Task
Copy every line from the one containing "Give the segmentation of every instance of the orange" down to the last line, requests included, and shift each coordinate in the answers by adding 13 to it.

══════

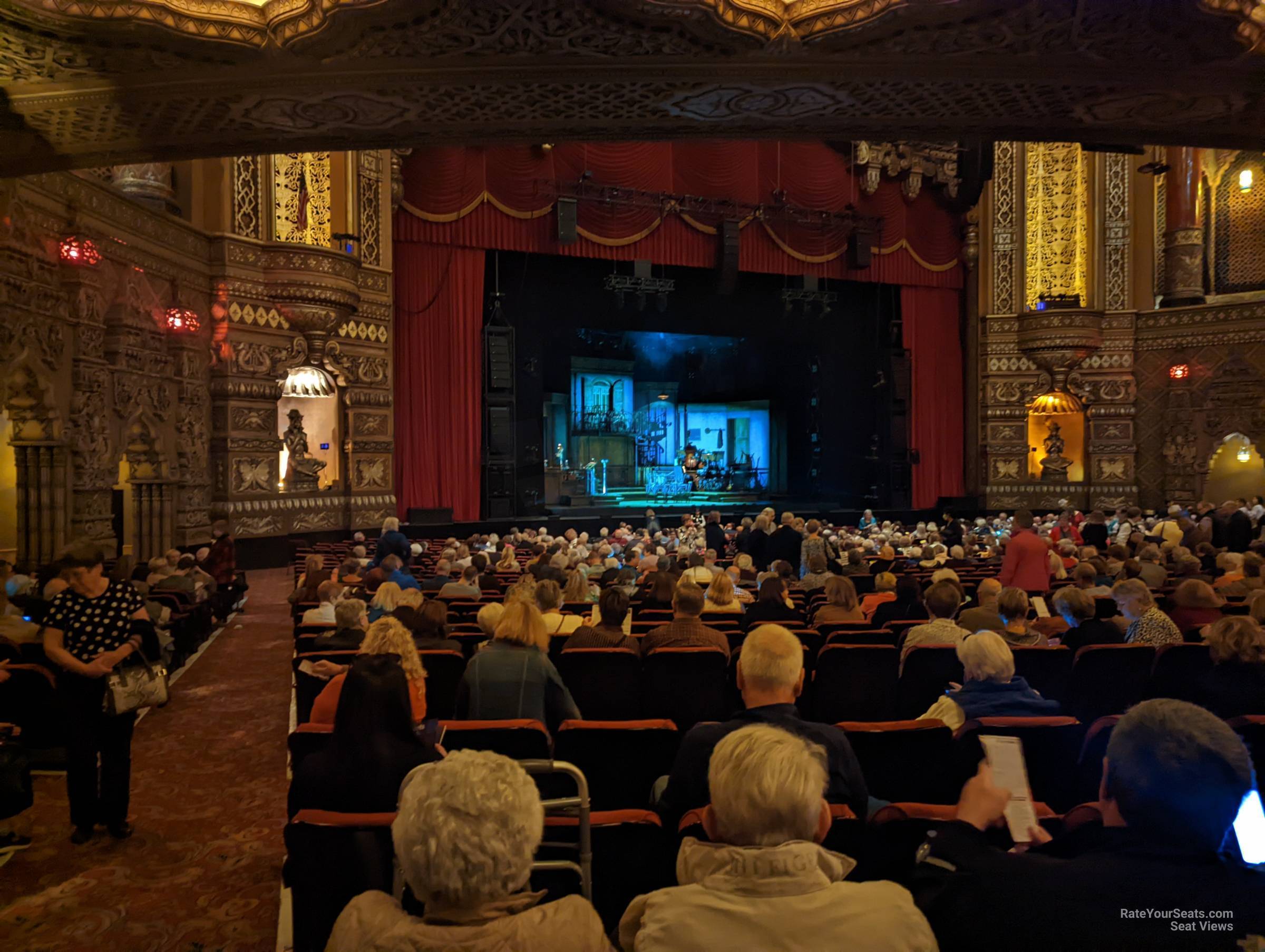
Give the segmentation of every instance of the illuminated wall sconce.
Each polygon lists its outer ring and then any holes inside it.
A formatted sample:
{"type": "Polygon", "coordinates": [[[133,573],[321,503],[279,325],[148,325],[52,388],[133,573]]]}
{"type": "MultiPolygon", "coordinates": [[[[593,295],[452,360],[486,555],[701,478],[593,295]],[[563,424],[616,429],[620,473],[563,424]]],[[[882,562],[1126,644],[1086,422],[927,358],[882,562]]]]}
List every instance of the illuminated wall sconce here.
{"type": "Polygon", "coordinates": [[[92,268],[101,260],[101,252],[91,238],[67,235],[57,245],[58,257],[67,264],[92,268]]]}
{"type": "Polygon", "coordinates": [[[196,334],[202,326],[196,311],[187,307],[167,308],[167,330],[180,334],[196,334]]]}

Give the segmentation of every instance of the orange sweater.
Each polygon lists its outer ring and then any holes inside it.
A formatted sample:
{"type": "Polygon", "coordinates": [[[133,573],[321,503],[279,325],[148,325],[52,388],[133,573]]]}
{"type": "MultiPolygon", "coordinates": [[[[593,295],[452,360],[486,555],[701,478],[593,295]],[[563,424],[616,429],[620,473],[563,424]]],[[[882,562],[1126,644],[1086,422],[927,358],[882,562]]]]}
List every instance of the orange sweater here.
{"type": "MultiPolygon", "coordinates": [[[[307,719],[314,724],[334,723],[334,714],[338,712],[338,699],[343,695],[343,681],[345,674],[335,675],[325,689],[316,695],[312,702],[312,713],[307,719]]],[[[409,704],[412,707],[412,722],[420,724],[426,718],[426,684],[425,681],[409,681],[409,704]]]]}

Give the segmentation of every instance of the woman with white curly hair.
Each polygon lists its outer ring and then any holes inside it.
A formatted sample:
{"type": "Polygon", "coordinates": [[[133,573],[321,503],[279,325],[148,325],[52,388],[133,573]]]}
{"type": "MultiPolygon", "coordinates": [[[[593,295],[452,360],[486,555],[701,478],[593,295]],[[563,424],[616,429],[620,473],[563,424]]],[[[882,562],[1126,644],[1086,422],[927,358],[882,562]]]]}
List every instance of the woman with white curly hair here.
{"type": "Polygon", "coordinates": [[[536,785],[509,757],[460,750],[417,767],[402,784],[391,838],[426,913],[362,893],[339,914],[326,952],[610,952],[587,899],[540,905],[544,893],[525,890],[543,834],[536,785]]]}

══════

Solution below
Give the segmentation of every instance of the orange sweater.
Each polygon lists its outer ring and then any holes inside it.
A formatted sample:
{"type": "Polygon", "coordinates": [[[133,573],[321,503],[279,325],[148,325],[52,388],[133,573]]]}
{"type": "MultiPolygon", "coordinates": [[[[593,295],[452,360],[486,555],[701,478],[593,295]],[[563,424],[616,429],[620,473],[563,424]]],[[[882,562],[1126,644],[1086,422],[927,358],[882,562]]]]}
List every instance of the orange sweater here.
{"type": "MultiPolygon", "coordinates": [[[[320,732],[327,737],[347,736],[347,727],[351,725],[351,712],[356,708],[356,694],[358,687],[348,688],[338,702],[329,708],[325,715],[325,726],[320,732]]],[[[422,717],[425,720],[425,735],[433,737],[439,731],[439,697],[438,694],[422,694],[422,717]]]]}

Give the segmentation of every instance of the woman with white curly hair.
Each polygon lists its outer ring and then any holes inside it.
A formatted sample:
{"type": "Polygon", "coordinates": [[[133,573],[321,503],[279,325],[148,325],[52,388],[133,573]]]}
{"type": "MultiPolygon", "coordinates": [[[[593,295],[452,360],[486,555],[701,478],[593,295]],[[563,424],[616,429],[620,473],[563,424]]],[[[882,562],[1126,644],[1086,422],[927,358],[882,562]]]]}
List every instance of the woman with white curly hair here.
{"type": "Polygon", "coordinates": [[[549,798],[522,770],[473,763],[430,780],[415,797],[404,851],[439,926],[375,906],[352,927],[339,965],[623,965],[600,912],[553,918],[557,906],[538,903],[556,847],[549,798]]]}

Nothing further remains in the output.